Given problem: Please go through the entries below and pull out every line that contains the string "target", copying each such line in full.

_ _ _ _ _ _ _

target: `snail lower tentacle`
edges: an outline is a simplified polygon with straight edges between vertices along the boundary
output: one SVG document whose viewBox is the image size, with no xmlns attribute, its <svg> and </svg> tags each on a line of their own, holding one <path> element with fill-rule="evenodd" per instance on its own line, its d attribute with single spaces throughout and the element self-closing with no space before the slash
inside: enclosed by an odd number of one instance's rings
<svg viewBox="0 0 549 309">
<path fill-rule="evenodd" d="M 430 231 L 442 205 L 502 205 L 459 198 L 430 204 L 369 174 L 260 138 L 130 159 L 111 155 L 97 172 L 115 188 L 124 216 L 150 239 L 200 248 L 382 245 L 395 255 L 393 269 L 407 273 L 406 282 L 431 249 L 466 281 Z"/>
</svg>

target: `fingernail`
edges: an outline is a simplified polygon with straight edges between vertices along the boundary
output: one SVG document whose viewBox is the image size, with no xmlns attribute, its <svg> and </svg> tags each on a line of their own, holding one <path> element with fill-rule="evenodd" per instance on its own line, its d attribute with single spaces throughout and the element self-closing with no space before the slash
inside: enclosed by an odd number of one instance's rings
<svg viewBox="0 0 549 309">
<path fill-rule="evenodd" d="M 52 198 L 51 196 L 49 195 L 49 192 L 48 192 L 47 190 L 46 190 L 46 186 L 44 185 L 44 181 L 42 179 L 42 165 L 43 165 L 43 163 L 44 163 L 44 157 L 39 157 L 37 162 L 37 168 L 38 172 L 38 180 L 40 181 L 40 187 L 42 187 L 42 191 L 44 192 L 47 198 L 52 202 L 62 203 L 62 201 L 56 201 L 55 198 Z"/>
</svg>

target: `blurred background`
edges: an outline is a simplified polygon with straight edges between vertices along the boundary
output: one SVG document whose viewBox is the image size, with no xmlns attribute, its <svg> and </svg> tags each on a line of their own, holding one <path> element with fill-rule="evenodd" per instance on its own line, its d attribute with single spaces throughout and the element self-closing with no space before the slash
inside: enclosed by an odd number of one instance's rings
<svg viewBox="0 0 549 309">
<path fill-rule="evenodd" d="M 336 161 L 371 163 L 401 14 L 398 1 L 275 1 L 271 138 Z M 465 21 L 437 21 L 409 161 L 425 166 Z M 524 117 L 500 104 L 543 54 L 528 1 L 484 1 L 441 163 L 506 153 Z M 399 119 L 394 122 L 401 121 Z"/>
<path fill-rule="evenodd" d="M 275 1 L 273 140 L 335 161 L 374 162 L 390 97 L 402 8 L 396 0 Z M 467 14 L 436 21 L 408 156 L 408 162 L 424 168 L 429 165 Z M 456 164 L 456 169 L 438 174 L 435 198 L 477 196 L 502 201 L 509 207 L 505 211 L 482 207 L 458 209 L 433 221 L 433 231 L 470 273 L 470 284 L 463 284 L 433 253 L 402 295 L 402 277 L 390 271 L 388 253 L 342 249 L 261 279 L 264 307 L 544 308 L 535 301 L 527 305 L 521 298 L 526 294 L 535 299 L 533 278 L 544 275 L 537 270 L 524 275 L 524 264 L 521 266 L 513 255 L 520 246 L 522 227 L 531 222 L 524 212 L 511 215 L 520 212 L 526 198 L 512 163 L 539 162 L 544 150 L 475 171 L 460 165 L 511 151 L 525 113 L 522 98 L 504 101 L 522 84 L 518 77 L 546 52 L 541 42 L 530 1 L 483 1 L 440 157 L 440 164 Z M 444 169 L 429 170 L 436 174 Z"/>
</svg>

_ _ _ _ _ _ _

Final result:
target: `snail lower tentacle`
target: `fingernail`
target: `blurred background`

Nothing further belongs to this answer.